### WHAT IS NEEDED:
Find every line in the entries below that contains the word "bare" and copy each of those lines.

---------- RECORDS SHOWN

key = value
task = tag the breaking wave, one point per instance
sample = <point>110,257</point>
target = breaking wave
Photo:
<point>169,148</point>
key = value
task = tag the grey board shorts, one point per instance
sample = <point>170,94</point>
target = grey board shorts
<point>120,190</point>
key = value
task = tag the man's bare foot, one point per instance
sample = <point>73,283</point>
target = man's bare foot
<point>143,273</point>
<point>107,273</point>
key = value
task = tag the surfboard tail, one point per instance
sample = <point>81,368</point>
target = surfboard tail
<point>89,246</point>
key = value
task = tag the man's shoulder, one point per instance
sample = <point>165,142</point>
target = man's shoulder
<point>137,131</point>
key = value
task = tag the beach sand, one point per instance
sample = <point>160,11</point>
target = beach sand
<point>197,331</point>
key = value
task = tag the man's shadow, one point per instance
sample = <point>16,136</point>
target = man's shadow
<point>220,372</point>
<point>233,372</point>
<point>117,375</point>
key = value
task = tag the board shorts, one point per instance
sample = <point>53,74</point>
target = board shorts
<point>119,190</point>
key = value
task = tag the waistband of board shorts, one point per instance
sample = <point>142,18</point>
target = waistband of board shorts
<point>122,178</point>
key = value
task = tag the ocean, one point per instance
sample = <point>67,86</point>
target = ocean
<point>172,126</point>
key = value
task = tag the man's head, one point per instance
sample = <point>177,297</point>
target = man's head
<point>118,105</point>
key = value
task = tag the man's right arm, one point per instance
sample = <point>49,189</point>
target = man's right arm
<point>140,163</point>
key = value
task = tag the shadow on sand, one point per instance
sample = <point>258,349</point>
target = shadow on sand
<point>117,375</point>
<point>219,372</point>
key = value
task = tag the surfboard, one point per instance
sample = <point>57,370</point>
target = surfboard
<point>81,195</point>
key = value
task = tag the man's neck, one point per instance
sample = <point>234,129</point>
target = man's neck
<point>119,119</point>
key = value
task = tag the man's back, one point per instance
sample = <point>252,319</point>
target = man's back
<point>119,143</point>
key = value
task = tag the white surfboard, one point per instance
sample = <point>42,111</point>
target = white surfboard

--------------------

### SOLVED EXERCISE:
task = tag the man's bare foot, one point per instance
target = man's bare foot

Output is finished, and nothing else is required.